Shaoxing High School and the Lanhua School are considered to be domestic PRC companies in which we do not have a controlling financial interest.  However, based on the above-mentioned agreements both Shaoxing High School and Lanhua School qualify as variable interest entities for which we are the primary beneficiary, and therefore have been consolidated into our financial statements effective as of the acquisition date of China Education, December 31, 2010, for Shaoxing High School and May 31, 2011 for the Lanhua School, in accordance with accounting principles generally accepted in the United States of America (“U.S. GAAP”).  

RESULTS OF OPERATIONS

Prior to December 31, 2010, the date we acquired China Education, we had minimal operations, did not record any revenues and had no operating assets.  Therefore, our results of operations and cash flows for the six months ended June 30, 2011 are not comparable to the six months ended June 30, 2010.  For the three and six months ended June 30, 2010, we recorded net losses of $0, and $2,000, respectively, and had de minimus cash flows. Our results of operations include the results of Shaoxing High School effective as of January 1, 2011 and the results of the Lanhua School effective as of June 1, 2011.


 
- 16 -

 
 
 


Three Months Ended June 30, 2011

Revenues for the second quarter of 2011 were $1.5 million and were derived from tuition, school selection fees and dormitory fees. Cost of sales for the second quarter of 2011 was $0.9 million, resulting in a gross profit margin of 42.0%. Total operating expenses in the second quarter of 2011 were $0.4 million, and were primarily comprised of general and administrative expenses associated with our Shaoxing High School and Lanhua School subsidiaries, including administrative staff compensation, utility expenses and routine office expenses.  We reported net income for the second quarter of $0.3 million, which was primarily a function of the operating results of Shaoxing High School, which generated $0.4 million of net income, partially offset by professional fees and other expenses associated with our U.S. based corporate office and Hangahou Technology. Under the terms of our Exclusive Cooperation Agreement with Shaoxing High School, we are entitled to 90% of their net income. As a result, the net income attributable to China Education International, Inc. stockholders was $0.2 million.

#### TO-DO LIST
- a) In the financial report, what gross profit margin did the second quarter of 2011 show?
- b) Continue the financial report after its last sentence.
The items that come after the financial report are separate material with no tie to it.

#### RECORD EXCERPTS
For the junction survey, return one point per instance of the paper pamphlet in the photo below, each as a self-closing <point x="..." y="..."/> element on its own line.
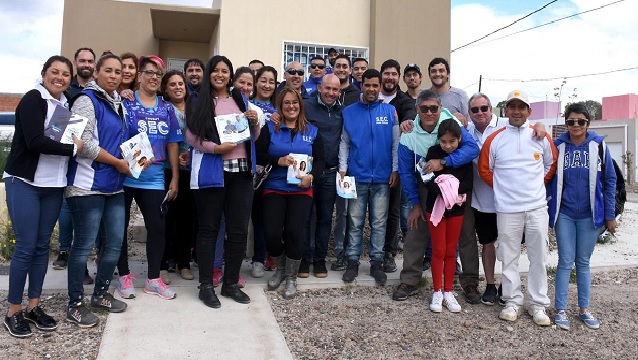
<point x="300" y="168"/>
<point x="346" y="187"/>
<point x="64" y="124"/>
<point x="135" y="151"/>
<point x="233" y="128"/>
<point x="419" y="167"/>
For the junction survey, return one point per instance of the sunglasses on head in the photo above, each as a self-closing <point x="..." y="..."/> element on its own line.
<point x="483" y="108"/>
<point x="580" y="122"/>
<point x="432" y="108"/>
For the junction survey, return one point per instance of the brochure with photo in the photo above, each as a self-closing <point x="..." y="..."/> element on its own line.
<point x="300" y="168"/>
<point x="64" y="124"/>
<point x="233" y="128"/>
<point x="136" y="150"/>
<point x="420" y="165"/>
<point x="346" y="187"/>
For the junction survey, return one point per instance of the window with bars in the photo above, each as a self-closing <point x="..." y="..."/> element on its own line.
<point x="303" y="52"/>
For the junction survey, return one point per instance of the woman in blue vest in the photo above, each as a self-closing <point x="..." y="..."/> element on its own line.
<point x="286" y="206"/>
<point x="95" y="191"/>
<point x="582" y="200"/>
<point x="34" y="177"/>
<point x="221" y="179"/>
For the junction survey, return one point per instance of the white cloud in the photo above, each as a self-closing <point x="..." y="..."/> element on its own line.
<point x="595" y="42"/>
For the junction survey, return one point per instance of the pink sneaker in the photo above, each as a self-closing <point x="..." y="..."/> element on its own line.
<point x="217" y="277"/>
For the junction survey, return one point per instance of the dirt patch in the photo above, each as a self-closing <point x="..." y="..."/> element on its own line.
<point x="358" y="322"/>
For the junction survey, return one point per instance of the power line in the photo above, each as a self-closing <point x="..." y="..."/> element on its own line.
<point x="505" y="27"/>
<point x="562" y="77"/>
<point x="545" y="24"/>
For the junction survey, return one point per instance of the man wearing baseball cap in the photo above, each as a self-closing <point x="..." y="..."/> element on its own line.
<point x="412" y="78"/>
<point x="513" y="153"/>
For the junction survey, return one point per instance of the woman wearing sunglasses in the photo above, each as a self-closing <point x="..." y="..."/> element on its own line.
<point x="582" y="200"/>
<point x="150" y="114"/>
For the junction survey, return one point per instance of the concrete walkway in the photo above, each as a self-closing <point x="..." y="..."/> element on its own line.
<point x="184" y="328"/>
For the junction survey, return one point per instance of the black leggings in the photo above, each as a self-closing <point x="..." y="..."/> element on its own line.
<point x="149" y="202"/>
<point x="234" y="200"/>
<point x="285" y="218"/>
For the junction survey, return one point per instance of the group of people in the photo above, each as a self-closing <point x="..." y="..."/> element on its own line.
<point x="351" y="120"/>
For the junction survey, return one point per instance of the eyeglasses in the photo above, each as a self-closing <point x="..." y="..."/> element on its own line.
<point x="432" y="108"/>
<point x="483" y="108"/>
<point x="580" y="122"/>
<point x="151" y="73"/>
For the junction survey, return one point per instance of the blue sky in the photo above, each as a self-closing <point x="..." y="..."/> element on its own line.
<point x="596" y="42"/>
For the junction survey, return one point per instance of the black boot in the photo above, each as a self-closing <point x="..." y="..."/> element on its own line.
<point x="208" y="297"/>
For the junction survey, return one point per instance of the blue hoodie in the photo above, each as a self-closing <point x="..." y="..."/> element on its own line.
<point x="579" y="168"/>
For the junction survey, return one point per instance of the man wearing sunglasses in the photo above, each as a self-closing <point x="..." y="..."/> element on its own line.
<point x="412" y="147"/>
<point x="453" y="99"/>
<point x="521" y="208"/>
<point x="317" y="71"/>
<point x="293" y="76"/>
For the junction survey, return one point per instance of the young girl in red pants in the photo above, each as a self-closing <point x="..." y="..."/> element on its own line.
<point x="444" y="206"/>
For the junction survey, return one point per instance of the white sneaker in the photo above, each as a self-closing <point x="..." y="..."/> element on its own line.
<point x="257" y="269"/>
<point x="450" y="302"/>
<point x="539" y="316"/>
<point x="510" y="313"/>
<point x="437" y="302"/>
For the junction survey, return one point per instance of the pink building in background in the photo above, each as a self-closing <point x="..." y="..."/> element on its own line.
<point x="545" y="110"/>
<point x="620" y="107"/>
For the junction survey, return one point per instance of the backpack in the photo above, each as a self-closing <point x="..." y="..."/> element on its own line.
<point x="621" y="192"/>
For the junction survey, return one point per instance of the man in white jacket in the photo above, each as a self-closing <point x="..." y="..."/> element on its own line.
<point x="517" y="166"/>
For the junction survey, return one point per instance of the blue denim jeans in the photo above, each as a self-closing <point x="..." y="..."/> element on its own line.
<point x="65" y="227"/>
<point x="92" y="214"/>
<point x="576" y="239"/>
<point x="325" y="195"/>
<point x="33" y="211"/>
<point x="377" y="198"/>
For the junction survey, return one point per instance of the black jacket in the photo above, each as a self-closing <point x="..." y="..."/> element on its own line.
<point x="29" y="140"/>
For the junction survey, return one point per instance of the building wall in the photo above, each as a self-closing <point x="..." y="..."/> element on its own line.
<point x="333" y="22"/>
<point x="410" y="31"/>
<point x="9" y="101"/>
<point x="545" y="110"/>
<point x="620" y="107"/>
<point x="107" y="25"/>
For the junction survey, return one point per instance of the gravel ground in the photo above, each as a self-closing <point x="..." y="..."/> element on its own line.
<point x="359" y="322"/>
<point x="67" y="342"/>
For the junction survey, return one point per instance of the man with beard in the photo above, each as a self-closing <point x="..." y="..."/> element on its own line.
<point x="84" y="62"/>
<point x="406" y="110"/>
<point x="453" y="99"/>
<point x="317" y="71"/>
<point x="349" y="93"/>
<point x="293" y="77"/>
<point x="359" y="66"/>
<point x="193" y="70"/>
<point x="412" y="78"/>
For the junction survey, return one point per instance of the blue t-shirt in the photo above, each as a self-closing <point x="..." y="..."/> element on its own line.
<point x="162" y="127"/>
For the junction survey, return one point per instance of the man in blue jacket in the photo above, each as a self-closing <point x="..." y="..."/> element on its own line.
<point x="324" y="112"/>
<point x="368" y="151"/>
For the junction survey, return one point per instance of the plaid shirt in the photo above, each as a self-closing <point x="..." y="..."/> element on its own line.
<point x="236" y="165"/>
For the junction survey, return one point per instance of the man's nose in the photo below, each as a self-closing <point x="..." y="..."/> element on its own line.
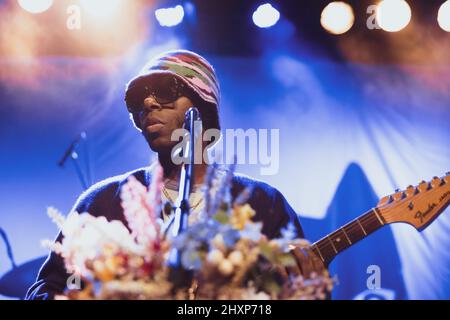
<point x="151" y="104"/>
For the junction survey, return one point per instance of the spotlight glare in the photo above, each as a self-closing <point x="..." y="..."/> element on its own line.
<point x="444" y="16"/>
<point x="101" y="8"/>
<point x="266" y="16"/>
<point x="393" y="15"/>
<point x="35" y="6"/>
<point x="169" y="17"/>
<point x="337" y="17"/>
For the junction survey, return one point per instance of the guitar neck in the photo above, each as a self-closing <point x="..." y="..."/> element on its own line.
<point x="334" y="243"/>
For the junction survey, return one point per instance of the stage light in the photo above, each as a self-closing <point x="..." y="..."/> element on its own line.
<point x="266" y="16"/>
<point x="337" y="17"/>
<point x="393" y="15"/>
<point x="169" y="17"/>
<point x="101" y="8"/>
<point x="35" y="6"/>
<point x="444" y="16"/>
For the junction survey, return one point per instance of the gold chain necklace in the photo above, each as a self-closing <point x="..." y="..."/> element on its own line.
<point x="167" y="195"/>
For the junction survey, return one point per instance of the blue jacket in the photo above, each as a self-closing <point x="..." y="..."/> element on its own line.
<point x="103" y="199"/>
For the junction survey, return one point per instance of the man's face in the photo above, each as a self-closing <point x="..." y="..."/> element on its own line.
<point x="159" y="121"/>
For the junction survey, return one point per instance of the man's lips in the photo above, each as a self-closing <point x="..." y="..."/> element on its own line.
<point x="153" y="125"/>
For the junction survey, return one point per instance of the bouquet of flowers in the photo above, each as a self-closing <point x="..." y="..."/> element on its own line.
<point x="223" y="250"/>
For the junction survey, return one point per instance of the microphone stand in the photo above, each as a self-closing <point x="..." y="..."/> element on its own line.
<point x="178" y="275"/>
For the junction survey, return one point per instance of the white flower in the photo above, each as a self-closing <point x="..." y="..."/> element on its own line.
<point x="236" y="257"/>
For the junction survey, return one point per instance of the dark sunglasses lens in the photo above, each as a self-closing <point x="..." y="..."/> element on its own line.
<point x="165" y="89"/>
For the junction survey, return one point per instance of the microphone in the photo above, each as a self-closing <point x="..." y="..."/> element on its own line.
<point x="181" y="277"/>
<point x="71" y="148"/>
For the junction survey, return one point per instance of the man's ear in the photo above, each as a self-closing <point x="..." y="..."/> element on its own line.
<point x="135" y="119"/>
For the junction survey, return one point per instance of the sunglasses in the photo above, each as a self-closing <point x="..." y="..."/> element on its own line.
<point x="164" y="89"/>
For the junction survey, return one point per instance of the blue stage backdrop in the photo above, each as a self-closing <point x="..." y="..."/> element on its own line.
<point x="349" y="134"/>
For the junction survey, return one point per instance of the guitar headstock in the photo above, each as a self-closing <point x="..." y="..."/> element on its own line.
<point x="417" y="205"/>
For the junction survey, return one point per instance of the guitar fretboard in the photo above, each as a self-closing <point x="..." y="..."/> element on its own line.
<point x="329" y="246"/>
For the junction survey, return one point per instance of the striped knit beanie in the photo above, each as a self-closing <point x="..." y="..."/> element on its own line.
<point x="195" y="71"/>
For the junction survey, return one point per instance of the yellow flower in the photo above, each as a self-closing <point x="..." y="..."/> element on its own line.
<point x="241" y="215"/>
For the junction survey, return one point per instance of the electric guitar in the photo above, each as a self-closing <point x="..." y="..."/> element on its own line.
<point x="416" y="205"/>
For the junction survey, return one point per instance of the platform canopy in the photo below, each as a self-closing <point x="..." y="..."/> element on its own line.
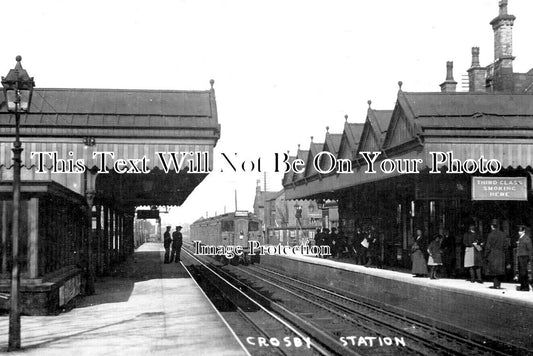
<point x="470" y="125"/>
<point x="141" y="128"/>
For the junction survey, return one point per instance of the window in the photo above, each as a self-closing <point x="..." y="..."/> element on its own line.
<point x="253" y="226"/>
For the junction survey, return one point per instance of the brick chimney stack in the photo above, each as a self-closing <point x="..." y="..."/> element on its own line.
<point x="476" y="73"/>
<point x="502" y="78"/>
<point x="449" y="85"/>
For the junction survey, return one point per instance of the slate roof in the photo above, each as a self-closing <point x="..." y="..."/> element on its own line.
<point x="468" y="104"/>
<point x="353" y="134"/>
<point x="333" y="141"/>
<point x="113" y="108"/>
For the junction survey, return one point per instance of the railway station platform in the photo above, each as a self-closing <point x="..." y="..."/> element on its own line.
<point x="144" y="308"/>
<point x="470" y="309"/>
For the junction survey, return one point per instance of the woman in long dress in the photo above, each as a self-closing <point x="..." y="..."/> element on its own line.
<point x="419" y="268"/>
<point x="435" y="258"/>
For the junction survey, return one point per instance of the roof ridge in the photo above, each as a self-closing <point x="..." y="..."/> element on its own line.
<point x="124" y="90"/>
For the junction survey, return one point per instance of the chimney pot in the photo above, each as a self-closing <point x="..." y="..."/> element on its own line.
<point x="503" y="7"/>
<point x="475" y="57"/>
<point x="449" y="70"/>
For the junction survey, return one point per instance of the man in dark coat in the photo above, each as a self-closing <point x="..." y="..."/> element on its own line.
<point x="167" y="240"/>
<point x="177" y="241"/>
<point x="524" y="253"/>
<point x="473" y="255"/>
<point x="495" y="254"/>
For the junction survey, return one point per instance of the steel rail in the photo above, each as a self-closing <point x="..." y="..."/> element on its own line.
<point x="314" y="345"/>
<point x="429" y="328"/>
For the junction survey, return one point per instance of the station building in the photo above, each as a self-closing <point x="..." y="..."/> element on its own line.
<point x="429" y="161"/>
<point x="100" y="160"/>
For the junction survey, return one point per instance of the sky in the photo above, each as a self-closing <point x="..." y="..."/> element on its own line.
<point x="283" y="70"/>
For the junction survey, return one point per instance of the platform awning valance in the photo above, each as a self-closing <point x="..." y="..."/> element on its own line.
<point x="518" y="154"/>
<point x="155" y="154"/>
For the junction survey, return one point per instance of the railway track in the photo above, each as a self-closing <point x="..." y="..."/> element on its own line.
<point x="345" y="325"/>
<point x="260" y="331"/>
<point x="419" y="337"/>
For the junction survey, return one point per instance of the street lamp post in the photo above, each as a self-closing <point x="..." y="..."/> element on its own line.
<point x="18" y="89"/>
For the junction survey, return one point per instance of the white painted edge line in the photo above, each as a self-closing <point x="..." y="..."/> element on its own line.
<point x="403" y="277"/>
<point x="215" y="309"/>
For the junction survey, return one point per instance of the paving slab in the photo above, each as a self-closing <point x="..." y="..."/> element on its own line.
<point x="144" y="308"/>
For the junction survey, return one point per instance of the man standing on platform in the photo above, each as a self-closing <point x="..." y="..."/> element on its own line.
<point x="524" y="252"/>
<point x="473" y="256"/>
<point x="167" y="240"/>
<point x="495" y="253"/>
<point x="177" y="241"/>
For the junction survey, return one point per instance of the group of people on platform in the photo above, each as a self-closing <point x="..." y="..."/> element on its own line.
<point x="175" y="242"/>
<point x="472" y="253"/>
<point x="444" y="255"/>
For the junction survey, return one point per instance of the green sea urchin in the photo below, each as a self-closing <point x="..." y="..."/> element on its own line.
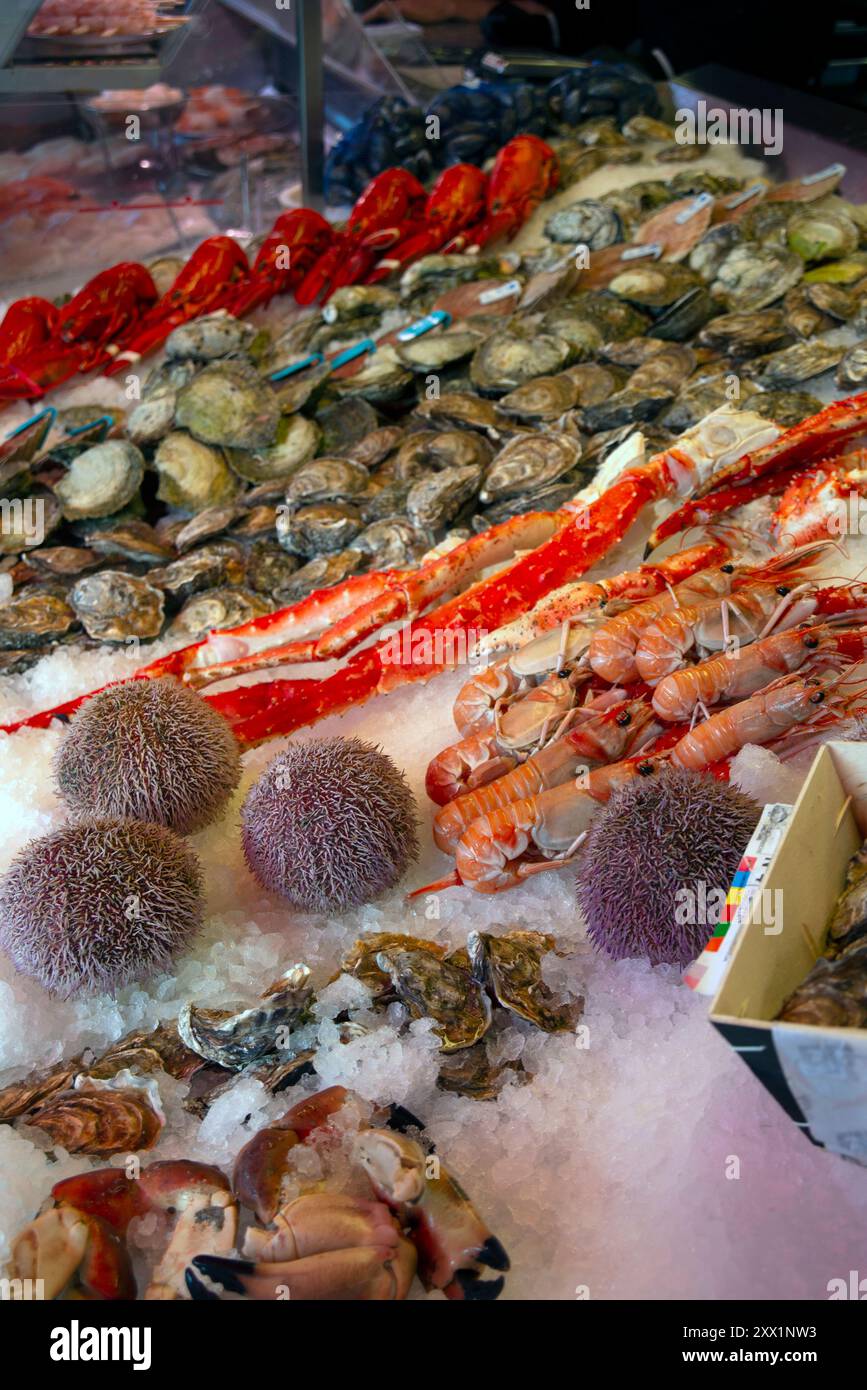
<point x="657" y="863"/>
<point x="149" y="751"/>
<point x="99" y="904"/>
<point x="329" y="824"/>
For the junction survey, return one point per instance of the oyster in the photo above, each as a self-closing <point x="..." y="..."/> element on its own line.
<point x="102" y="480"/>
<point x="361" y="958"/>
<point x="228" y="403"/>
<point x="64" y="560"/>
<point x="653" y="285"/>
<point x="438" y="350"/>
<point x="746" y="334"/>
<point x="114" y="606"/>
<point x="530" y="462"/>
<point x="99" y="1119"/>
<point x="295" y="445"/>
<point x="320" y="574"/>
<point x="129" y="541"/>
<point x="796" y="363"/>
<point x="432" y="502"/>
<point x="206" y="524"/>
<point x="236" y="1037"/>
<point x="192" y="474"/>
<point x="381" y="380"/>
<point x="709" y="253"/>
<point x="203" y="569"/>
<point x="753" y="275"/>
<point x="431" y="987"/>
<point x="213" y="335"/>
<point x="785" y="407"/>
<point x="375" y="446"/>
<point x="430" y="449"/>
<point x="625" y="407"/>
<point x="587" y="223"/>
<point x="345" y="424"/>
<point x="819" y="234"/>
<point x="217" y="609"/>
<point x="460" y="410"/>
<point x="354" y="302"/>
<point x="392" y="542"/>
<point x="328" y="480"/>
<point x="34" y="617"/>
<point x="510" y="968"/>
<point x="852" y="369"/>
<point x="321" y="528"/>
<point x="545" y="398"/>
<point x="507" y="359"/>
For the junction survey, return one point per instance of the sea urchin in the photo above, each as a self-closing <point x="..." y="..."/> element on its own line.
<point x="329" y="824"/>
<point x="99" y="904"/>
<point x="659" y="862"/>
<point x="149" y="751"/>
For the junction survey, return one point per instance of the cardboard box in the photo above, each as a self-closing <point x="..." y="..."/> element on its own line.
<point x="817" y="1075"/>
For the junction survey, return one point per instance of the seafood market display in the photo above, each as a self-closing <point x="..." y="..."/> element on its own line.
<point x="399" y="617"/>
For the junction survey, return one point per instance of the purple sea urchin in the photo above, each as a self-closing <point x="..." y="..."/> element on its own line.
<point x="99" y="904"/>
<point x="329" y="824"/>
<point x="659" y="862"/>
<point x="149" y="751"/>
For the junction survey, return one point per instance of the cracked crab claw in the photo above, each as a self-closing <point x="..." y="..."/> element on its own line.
<point x="75" y="1255"/>
<point x="325" y="1246"/>
<point x="195" y="1197"/>
<point x="455" y="1247"/>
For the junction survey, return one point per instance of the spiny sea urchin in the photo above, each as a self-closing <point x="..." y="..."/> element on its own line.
<point x="663" y="852"/>
<point x="99" y="904"/>
<point x="329" y="824"/>
<point x="149" y="751"/>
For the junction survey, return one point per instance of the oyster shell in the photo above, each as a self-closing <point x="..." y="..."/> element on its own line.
<point x="320" y="574"/>
<point x="99" y="1121"/>
<point x="236" y="1037"/>
<point x="753" y="275"/>
<point x="211" y="565"/>
<point x="507" y="359"/>
<point x="328" y="480"/>
<point x="321" y="528"/>
<point x="545" y="398"/>
<point x="270" y="566"/>
<point x="102" y="480"/>
<point x="528" y="463"/>
<point x="345" y="424"/>
<point x="438" y="350"/>
<point x="129" y="541"/>
<point x="228" y="403"/>
<point x="588" y="223"/>
<point x="436" y="988"/>
<point x="192" y="474"/>
<point x="213" y="335"/>
<point x="295" y="445"/>
<point x="34" y="617"/>
<point x="796" y="363"/>
<point x="217" y="609"/>
<point x="435" y="501"/>
<point x="510" y="968"/>
<point x="113" y="606"/>
<point x="852" y="367"/>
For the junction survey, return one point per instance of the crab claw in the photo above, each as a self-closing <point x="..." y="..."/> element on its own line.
<point x="455" y="1247"/>
<point x="75" y="1255"/>
<point x="261" y="1164"/>
<point x="360" y="1272"/>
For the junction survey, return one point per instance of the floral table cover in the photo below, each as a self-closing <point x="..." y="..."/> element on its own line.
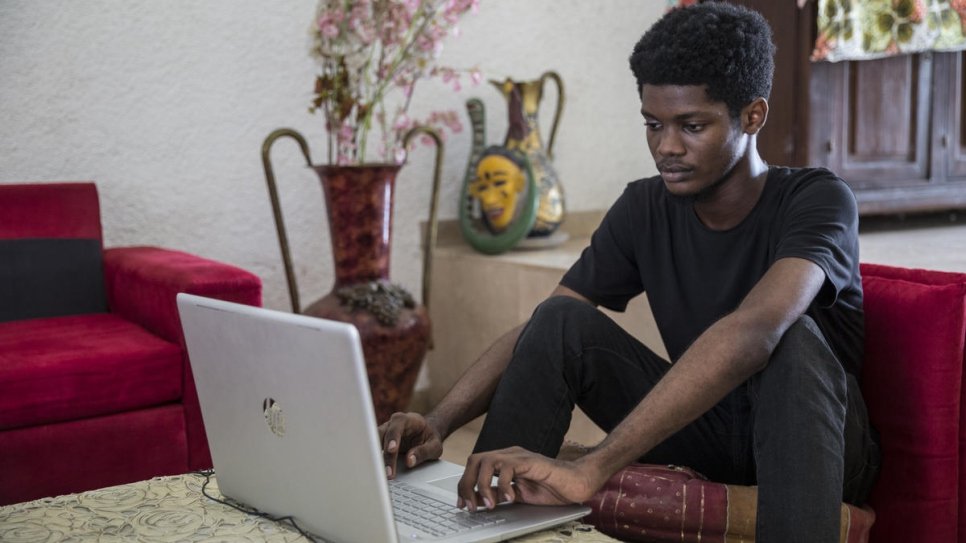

#### TASK RESULTS
- a) 42.0%

- b)
Six Months Ended June 30, 2011

Revenues for the six months ended June 30, 2011 were $2.5 million.  Cost of sales for the six months ended June 30, 2011 were $1.6 million, resulting in a gross profit margin of 38.9%. Our operating expenses of $2.4 million during the six months ended June 30, 2011 include a share-based consulting and management fee paid to China Direct in the amount of $1.8 million. The fees paid to China Direct included 400,000 shares of our common stock valued at $1.2 million as a non-recurring payment for its work in connection with our December 2010 acquisition of China Education and 200,000 shares of our common stock valued at $0.6 million as payment for consulting and advisory services which China Direct agreed to provide to us in 2011.  The balance of our operating expenses of $0.6 million consists primarily of general and administrative expenses associated with the Shaoxing and Lanhua schools, amortization of intangibles and expenses incurred by Hangzhou Technology and our U.S. corporate office.

We recorded a net loss of $1.4 million for the six months ended June 30, 2011. Our net loss attributable to China Education International, Inc. stockholders was $1.5 million. Excluding the $1.8 million share based payment to China Direct, our net income would have been $0.4 million.

LIQUIDITY AND CAPITAL RESOURCES

 Liquidity is the ability of a company to generate adequate amounts of cash to meet its needs for cash.  As of June 30, 2011, we had a working capital deficit of $0.2 million, exclusive of $0.6 million of deferred revenue, as compared to a working capital deficit of $0.3 million at December 31, 2010, exclusive of $1.1 million of deferred revenue.  

On February 22, 2011, we borrowed $150,000 from China Direct, a related party, under the terms of a promissory note.  The proceeds from this loan were used for working capital purposes.  The promissory note accrues interest at an annual rate of 6%, with principal and accrued interest due on February 21, 2012.  We expect that our cash on hand, which includes the proceeds from the loan from China Direct, and the cash flow we expect to generate from operations in fiscal 2011 will be sufficient to sustain our operations for at least the next twelve months.  However, the following trends are reasonably likely to require us to raise additional capital.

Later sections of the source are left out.